Available data
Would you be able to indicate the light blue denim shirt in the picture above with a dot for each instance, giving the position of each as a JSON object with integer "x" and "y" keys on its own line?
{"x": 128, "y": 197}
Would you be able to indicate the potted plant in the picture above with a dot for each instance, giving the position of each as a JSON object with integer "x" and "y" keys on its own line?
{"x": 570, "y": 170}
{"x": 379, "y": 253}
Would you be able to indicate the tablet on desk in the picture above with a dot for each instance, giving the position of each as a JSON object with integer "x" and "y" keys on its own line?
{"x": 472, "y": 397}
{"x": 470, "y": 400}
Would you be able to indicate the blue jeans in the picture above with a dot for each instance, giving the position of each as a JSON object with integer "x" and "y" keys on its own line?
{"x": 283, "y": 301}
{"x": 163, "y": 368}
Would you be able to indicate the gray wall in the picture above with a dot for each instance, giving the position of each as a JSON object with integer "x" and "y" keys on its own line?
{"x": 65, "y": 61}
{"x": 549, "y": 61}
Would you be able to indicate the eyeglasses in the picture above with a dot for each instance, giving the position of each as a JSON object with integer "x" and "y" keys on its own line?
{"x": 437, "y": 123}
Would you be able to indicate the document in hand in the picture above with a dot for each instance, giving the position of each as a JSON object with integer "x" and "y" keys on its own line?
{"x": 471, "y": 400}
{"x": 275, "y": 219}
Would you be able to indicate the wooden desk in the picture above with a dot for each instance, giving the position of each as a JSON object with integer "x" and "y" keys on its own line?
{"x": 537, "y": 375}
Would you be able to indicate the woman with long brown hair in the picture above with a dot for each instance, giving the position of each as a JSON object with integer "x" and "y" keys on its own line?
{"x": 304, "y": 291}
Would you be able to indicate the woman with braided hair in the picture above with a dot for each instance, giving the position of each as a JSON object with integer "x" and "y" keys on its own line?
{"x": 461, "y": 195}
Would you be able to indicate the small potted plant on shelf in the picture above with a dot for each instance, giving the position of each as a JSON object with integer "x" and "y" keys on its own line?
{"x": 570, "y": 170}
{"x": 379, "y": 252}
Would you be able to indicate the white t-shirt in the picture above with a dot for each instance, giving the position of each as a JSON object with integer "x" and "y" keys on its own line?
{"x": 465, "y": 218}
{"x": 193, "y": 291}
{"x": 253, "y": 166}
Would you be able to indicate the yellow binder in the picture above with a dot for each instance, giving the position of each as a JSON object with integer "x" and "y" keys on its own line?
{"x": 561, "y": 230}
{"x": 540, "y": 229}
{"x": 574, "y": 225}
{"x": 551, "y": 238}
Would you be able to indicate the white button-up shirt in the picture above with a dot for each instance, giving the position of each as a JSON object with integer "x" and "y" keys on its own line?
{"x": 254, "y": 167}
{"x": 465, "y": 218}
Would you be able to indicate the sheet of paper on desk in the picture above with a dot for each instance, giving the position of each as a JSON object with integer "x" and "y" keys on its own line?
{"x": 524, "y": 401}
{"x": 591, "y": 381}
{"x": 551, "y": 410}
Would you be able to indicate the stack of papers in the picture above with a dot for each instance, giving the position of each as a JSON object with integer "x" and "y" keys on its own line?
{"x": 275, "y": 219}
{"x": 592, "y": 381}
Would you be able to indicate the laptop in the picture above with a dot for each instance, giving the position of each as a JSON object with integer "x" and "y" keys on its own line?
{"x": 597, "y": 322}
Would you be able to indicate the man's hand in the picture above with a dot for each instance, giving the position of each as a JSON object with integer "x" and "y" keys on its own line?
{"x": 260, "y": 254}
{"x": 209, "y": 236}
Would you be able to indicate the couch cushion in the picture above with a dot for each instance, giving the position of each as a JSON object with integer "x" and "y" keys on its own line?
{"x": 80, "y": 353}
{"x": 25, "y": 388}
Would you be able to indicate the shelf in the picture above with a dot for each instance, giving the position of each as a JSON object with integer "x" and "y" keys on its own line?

Problem
Set down the data once more, word for word.

Answer below
Would you be able to indicate the light blue denim shirt in the picture above with a dot for each instance, giving the position of each as a JSON object with integer "x" and "y" keys on its own line?
{"x": 128, "y": 197}
Would you be able to indicate the potted plant in the picture above with a dot for each instance, giving the position of each as a JSON object with integer "x" and "y" keys on its own line?
{"x": 570, "y": 170}
{"x": 379, "y": 253}
Would you be able to indicate the tablet on desk in the picture above with a dot for each instance, giving the position of each as a JSON object with integer "x" and "y" keys on its own line?
{"x": 472, "y": 397}
{"x": 470, "y": 400}
Would you be able to indicate the blue jeans in the picture above with a dot for each instance, giving the position of each as a JSON object with integer "x" and "y" keys on its own line?
{"x": 283, "y": 301}
{"x": 163, "y": 368}
Would you be able to indicate the gray wall in the picture above with a dot for each instance, giving the position of each as a JSON object with integer "x" and "y" keys on its own line?
{"x": 65, "y": 61}
{"x": 549, "y": 61}
Would you be able to indicate the eyeglasses in the picture above with a dot for each instance, giving the position of each as a JSON object with integer "x" and "y" keys on its own line?
{"x": 437, "y": 123}
Would you be able to indicate the document in hand in the picture above with a dot for each instance, giving the position of each as a JSON object with integer "x" and "y" keys on its own line?
{"x": 471, "y": 400}
{"x": 275, "y": 219}
Would you be able to indicate the wooden desk in the picture above with a dot for each instance, giving the position of each as a JSON object with integer "x" and "y" keys on its own line?
{"x": 537, "y": 375}
Would you be able to indicate the woman with long brown hair in the picture above with a dot for each instance, giving the position of each as a JSON object with integer "x" and "y" keys on its own line?
{"x": 304, "y": 291}
Would you be able to indicate the woman with braided hair in the picture above with a dot for each instance, giving the position of each as a JSON object with integer "x" and "y" keys on its own line?
{"x": 461, "y": 195}
Would you be able to indicate the small potted plant on shelf in the picture above with a dot for each instance, giving the position of each as a JSON object with integer "x" and "y" keys on its own line?
{"x": 570, "y": 170}
{"x": 379, "y": 252}
Would you be able to indicate the white t-shirt in the picture above with a dot for each instance, giving the position of each as a JSON object with integer "x" and "y" keys on its own line?
{"x": 465, "y": 218}
{"x": 193, "y": 291}
{"x": 253, "y": 166}
Would you be able to indicate the yellow binder in the picture above with a dot for each instance, giving the position of each as a JSON object with integer "x" and "y" keys on its own line?
{"x": 561, "y": 230}
{"x": 540, "y": 229}
{"x": 574, "y": 225}
{"x": 551, "y": 238}
Would you be able to indicate the white button-up shirt in the picture above with a dot for each instance, giving the position of each as a JSON object with integer "x" and "y" keys on its own line?
{"x": 254, "y": 167}
{"x": 465, "y": 218}
Would you be able to indicate the sheet of paper on desk in the picture above with a dot for each instance, giving the position of each as a JSON object with integer "x" and "y" keys on its own line?
{"x": 524, "y": 401}
{"x": 591, "y": 381}
{"x": 551, "y": 410}
Would you be able to indicate the stack of papers in the picture above with a dot for each instance, giving the position of each as a JSON object with integer "x" and "y" keys on its own line?
{"x": 275, "y": 219}
{"x": 592, "y": 381}
Would you be able to indicate the laptop in the picture above with a dot for each instance, giving the position of each as a JSON object with integer "x" and "y" keys on its own line?
{"x": 597, "y": 322}
Would you be able to indicate the man's hand in the picture above with a dot for each instance, giving the position of each as a JSON object with integer "x" and "y" keys on its own line?
{"x": 260, "y": 254}
{"x": 209, "y": 236}
Would you be able to indicate the couch cushion in the picture above with a dot for each instance, giving the position of each as a JSON object with integer "x" and "y" keys on its own line?
{"x": 80, "y": 353}
{"x": 25, "y": 388}
Would you be able to indicate the shelf in the picture above with a dot for each instance, giving the position of each as a JSON object with integer "x" and "y" keys on its own line?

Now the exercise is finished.